■ **Texte fourni**
D’emblée, l’ambitieux Simon s’impose comme un doge à poigne, à l’instar de Guglielmo, désireux comme lui de laisser une trace durable. Il réforme profondément les institutions, qu’il centralise au détriment des petites villes satellites environnantes.  Profitant des accointances gibelines, il convainc même la très turbulente Savone de se rallier à son système administratif. Il déploie une politique extérieure très dynamique, en concluant des accords avec Pise, mais aussi avec Venise, comme il le propose à son conseil dans l’opéra de Verdi. Il se rapproche du pape pour donner des gages aux Guelfes, et se tourne également vers la péninsule ibérique et même vers le souverain hafside de Tunis pour développer le commerce, clé de la puissance génoise. Gênes prend également le contrôle de l’île de Chio durant le premier dogat de Boccanegra.


Gisant de Simon Boccanegra (XIVème siècle), musée Sant’Agostino de Gênes

Mais mis en danger par un équilibrisme permanent et périlleux entre les nobles des petites et grandes familles, et le peuple qui l’a porté au pouvoir, Simon finit par agacer tout le monde.  Tout aussi soucieux de placer ses proches aux principaux postes que ses prédécesseurs, il cristallise l’opposition avant d’être chassé, juste avant la Noël 1344. Il fuit à Pise, comme le suggère le livret de l’opéra. 

L’opéra de Verdi fait de Simon un gouvernant déterminé mais magnanime. Le vrai Simon est surtout caractérisé par le premier de ces deux adjectifs, davantage que par le second. Lorsqu’il revient, après 12 ans d’exil, c’est par les armes. Le voici seigneur de guerre à la tête de mercenaires pour soumettre sa cité. Une image bien éloignée de la grandeur de son avatar lyrique.

■ **Extraits de données**
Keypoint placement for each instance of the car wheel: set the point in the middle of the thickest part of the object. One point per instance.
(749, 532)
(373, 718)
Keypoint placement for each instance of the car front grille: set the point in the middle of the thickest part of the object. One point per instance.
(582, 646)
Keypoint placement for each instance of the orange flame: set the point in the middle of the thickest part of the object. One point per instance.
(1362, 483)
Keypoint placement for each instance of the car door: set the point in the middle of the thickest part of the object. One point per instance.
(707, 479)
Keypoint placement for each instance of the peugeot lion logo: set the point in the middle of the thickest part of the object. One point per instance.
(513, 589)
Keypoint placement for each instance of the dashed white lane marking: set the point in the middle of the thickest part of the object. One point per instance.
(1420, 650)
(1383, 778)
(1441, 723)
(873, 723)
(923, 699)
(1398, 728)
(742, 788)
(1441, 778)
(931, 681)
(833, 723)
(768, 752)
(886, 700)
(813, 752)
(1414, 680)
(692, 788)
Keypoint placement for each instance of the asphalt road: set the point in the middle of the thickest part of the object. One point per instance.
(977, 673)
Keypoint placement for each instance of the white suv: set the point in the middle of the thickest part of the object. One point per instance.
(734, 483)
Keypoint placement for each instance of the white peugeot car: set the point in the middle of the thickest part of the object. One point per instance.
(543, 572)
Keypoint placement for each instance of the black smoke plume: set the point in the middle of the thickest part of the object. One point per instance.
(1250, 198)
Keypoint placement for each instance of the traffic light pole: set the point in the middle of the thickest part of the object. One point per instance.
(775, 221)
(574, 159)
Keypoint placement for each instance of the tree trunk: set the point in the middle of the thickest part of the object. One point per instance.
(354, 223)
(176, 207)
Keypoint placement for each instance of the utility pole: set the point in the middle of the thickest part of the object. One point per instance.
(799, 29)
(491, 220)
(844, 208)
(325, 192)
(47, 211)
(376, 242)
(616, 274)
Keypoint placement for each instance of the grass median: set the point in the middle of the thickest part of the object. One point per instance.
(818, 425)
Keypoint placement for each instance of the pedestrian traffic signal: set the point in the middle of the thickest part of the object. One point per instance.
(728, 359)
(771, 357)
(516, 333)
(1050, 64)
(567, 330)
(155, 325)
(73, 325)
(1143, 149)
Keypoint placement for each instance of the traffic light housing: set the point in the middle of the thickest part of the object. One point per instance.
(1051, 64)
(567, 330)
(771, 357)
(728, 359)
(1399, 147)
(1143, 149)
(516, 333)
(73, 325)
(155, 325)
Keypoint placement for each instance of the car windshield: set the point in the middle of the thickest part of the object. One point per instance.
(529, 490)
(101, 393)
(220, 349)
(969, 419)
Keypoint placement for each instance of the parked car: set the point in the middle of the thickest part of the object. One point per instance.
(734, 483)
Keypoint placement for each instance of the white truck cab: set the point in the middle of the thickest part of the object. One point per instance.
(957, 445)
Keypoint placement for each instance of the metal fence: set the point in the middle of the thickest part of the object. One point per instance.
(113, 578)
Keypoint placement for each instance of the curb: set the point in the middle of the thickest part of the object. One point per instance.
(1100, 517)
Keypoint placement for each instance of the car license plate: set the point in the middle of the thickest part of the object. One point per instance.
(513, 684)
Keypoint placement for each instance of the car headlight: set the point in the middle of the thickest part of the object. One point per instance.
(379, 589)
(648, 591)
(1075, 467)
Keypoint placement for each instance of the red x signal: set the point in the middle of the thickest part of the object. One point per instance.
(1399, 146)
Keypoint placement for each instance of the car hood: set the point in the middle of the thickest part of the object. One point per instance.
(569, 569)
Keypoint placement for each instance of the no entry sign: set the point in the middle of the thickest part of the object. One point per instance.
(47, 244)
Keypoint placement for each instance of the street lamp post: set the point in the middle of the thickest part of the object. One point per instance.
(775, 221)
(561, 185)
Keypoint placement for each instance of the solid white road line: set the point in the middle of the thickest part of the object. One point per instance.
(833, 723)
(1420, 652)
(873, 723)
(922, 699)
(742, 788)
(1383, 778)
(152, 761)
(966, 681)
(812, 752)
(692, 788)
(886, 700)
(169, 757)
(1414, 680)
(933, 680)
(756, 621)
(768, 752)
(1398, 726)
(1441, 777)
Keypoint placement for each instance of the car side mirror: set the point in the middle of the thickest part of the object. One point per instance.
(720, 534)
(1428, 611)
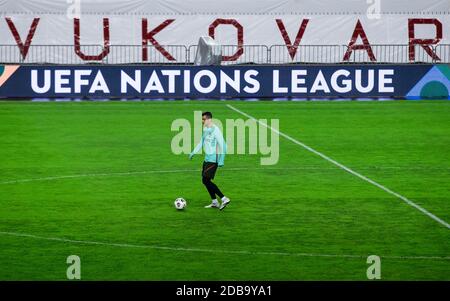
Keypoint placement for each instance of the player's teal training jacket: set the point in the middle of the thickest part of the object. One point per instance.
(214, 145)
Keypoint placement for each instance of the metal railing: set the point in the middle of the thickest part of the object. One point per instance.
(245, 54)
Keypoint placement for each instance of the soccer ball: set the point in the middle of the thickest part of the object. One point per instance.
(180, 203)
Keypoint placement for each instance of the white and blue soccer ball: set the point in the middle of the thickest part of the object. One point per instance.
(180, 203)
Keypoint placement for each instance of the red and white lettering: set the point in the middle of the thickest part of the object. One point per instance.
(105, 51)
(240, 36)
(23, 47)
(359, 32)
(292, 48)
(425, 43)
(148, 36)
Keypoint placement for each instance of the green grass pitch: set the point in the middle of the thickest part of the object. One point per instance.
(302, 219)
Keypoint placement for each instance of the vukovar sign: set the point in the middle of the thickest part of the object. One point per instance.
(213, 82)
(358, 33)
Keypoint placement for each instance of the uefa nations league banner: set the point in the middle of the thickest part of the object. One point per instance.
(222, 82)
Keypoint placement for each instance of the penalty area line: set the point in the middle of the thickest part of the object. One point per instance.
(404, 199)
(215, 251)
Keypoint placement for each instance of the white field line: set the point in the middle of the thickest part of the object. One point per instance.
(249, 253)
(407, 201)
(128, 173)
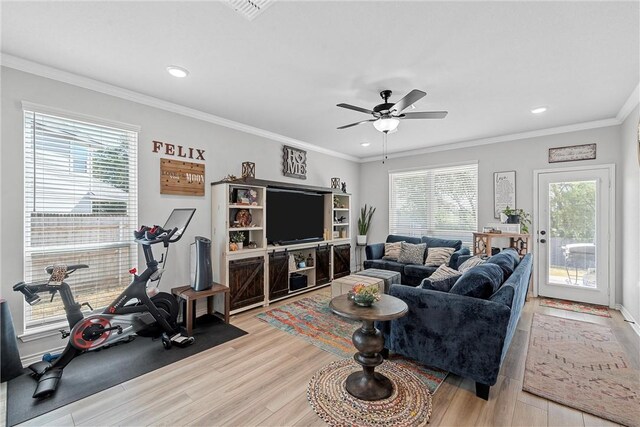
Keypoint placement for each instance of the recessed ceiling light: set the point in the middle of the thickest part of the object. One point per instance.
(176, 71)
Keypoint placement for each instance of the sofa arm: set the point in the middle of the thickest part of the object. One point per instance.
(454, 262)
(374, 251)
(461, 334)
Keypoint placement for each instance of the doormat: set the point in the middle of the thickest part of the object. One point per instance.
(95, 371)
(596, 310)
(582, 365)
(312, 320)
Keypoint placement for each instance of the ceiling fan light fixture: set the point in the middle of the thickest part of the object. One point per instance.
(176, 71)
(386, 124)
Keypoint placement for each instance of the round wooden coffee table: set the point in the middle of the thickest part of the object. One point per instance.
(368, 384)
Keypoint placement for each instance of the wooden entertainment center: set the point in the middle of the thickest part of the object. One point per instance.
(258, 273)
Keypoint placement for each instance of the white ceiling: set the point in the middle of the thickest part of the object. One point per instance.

■ **Consignes**
a - Répondez à ces questions sur le texte consacré à Simon Boccanegra :
(i) Avec quelles villes Simon conclut-il des accords ?
(ii) À quel moment est-il chassé ?
(iii) Après combien d'années d'exil revient-il ?
b - Recopiez à l'identique tout ce qui va de la ligne des enregistrements contenant « Keypoint placement for each instance of the sofa » jusqu'à la fin des enregistrements, ces deux bornes comprises.

■ **Réponses**
a -
(i) Avec Pise et Venise.
(ii) Juste avant la Noël 1344.
(iii) Après 12 ans d'exil.

b -
Keypoint placement for each instance of the sofa arm: set the point in the middle of the thickest part of the object. One point per instance.
(454, 262)
(374, 251)
(461, 334)
Keypoint placement for each instance of the doormat: set the point in the middle of the thickest part of the object. One point per instance.
(95, 371)
(596, 310)
(582, 365)
(312, 320)
Keypoint placement for each instance of the ceiling fan light fixture: set the point in the middle of the thickest part of the object. One point per instance.
(176, 71)
(386, 124)
Keypoint placement for each instance of the round wooden coffee table: set the point in the middle of the thickest part of the object. One point per instance.
(368, 384)
Keypoint placement for each instance of the wooden entertainment center: set the point in the middle of the thickest part of the object. One point per instance.
(258, 273)
Keypoint placement for each instance of the white ceiling: set the point in the middle of the thickest part of the object. One point per instance.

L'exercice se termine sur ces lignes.